Everything below from the line with "Target: black baseball jersey" through the line with "window with balcony." must be retyped exactly, except the pictures.
=== Section Start ===
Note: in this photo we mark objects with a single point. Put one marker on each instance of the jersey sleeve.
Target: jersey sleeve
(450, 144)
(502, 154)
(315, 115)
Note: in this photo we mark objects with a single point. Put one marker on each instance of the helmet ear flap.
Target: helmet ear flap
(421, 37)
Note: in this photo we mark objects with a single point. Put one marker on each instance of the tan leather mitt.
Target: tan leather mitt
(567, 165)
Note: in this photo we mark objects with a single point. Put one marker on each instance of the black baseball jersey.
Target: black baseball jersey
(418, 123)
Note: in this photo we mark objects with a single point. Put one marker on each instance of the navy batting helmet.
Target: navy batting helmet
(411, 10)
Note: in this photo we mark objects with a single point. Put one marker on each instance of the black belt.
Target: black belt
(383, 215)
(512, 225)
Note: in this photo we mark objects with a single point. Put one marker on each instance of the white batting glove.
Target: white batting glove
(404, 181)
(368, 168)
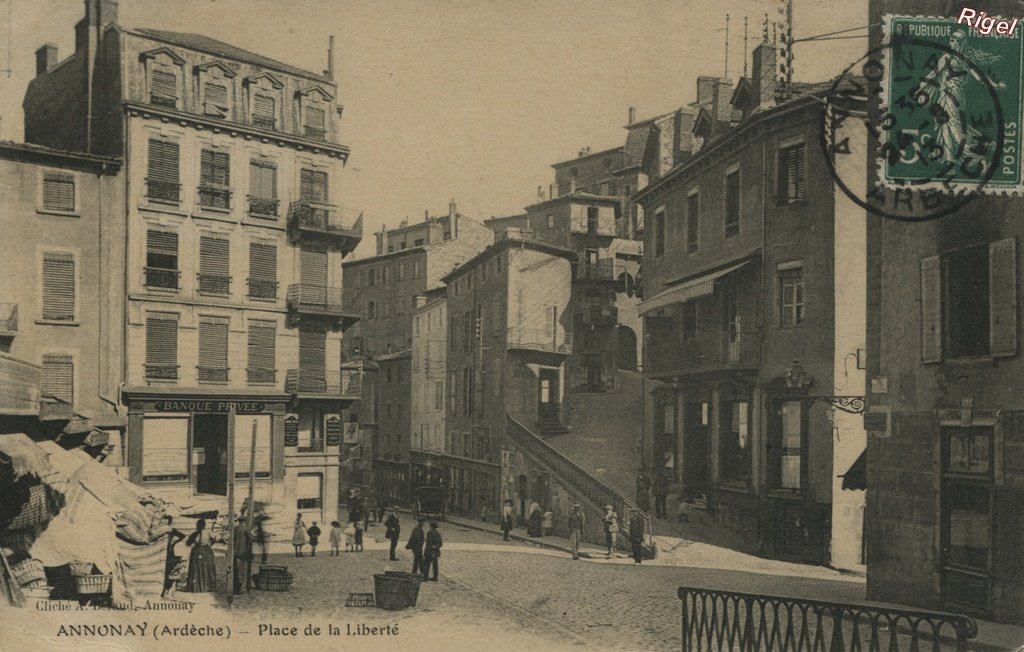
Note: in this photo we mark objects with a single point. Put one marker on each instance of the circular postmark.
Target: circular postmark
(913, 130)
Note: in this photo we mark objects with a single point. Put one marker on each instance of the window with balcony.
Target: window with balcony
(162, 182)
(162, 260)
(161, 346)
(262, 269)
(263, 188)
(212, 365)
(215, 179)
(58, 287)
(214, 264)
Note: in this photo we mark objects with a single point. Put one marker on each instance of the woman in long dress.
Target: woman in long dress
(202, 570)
=== Section End ===
=== Section Start ===
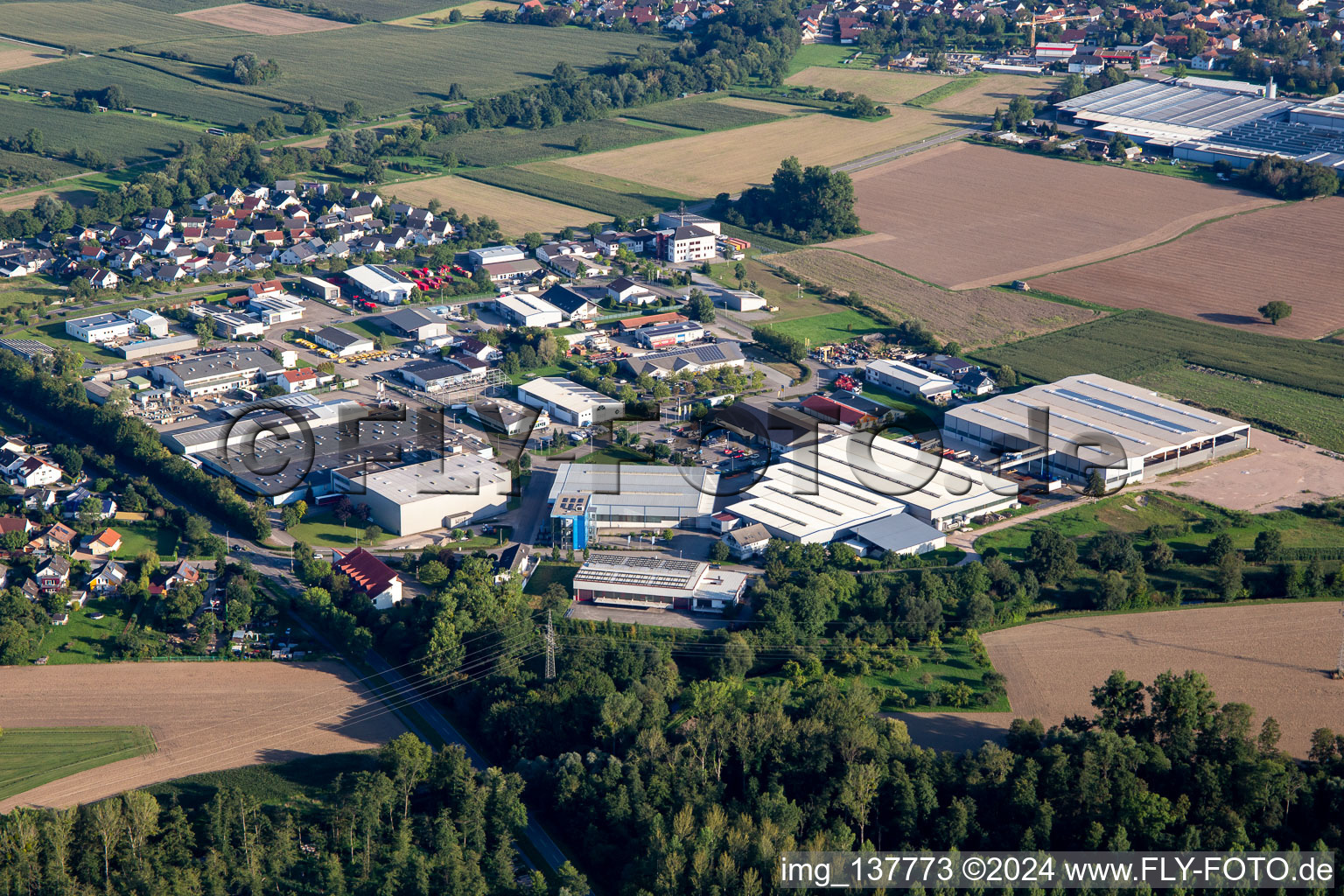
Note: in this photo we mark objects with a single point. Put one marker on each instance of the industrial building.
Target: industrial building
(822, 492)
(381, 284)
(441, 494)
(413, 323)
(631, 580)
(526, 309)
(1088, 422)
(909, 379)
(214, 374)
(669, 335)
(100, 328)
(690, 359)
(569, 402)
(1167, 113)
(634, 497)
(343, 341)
=== Section End ===
● Task result
Target: black baseball jersey
(418, 123)
Note: in this photo we mark objects with a single point. Put one marker on each instance of the navy batting helmet.
Target: navy batting helmet
(411, 10)
Note: in this photo we mark objects with a single point. Put one marker on each instance of the black belt.
Target: black belt
(383, 215)
(512, 225)
Note: in this photo we mark objects with a single point. Put one marker on each instance of the white batting glove.
Target: white batting glove
(404, 181)
(368, 168)
Note: in this photo we mark objects with a single point. Put one marker on each instance of the circular postmark.
Target: circular postmark
(913, 130)
Note: in this photo we mark objects with a single point. Put one marker on each instance of the window with balcony.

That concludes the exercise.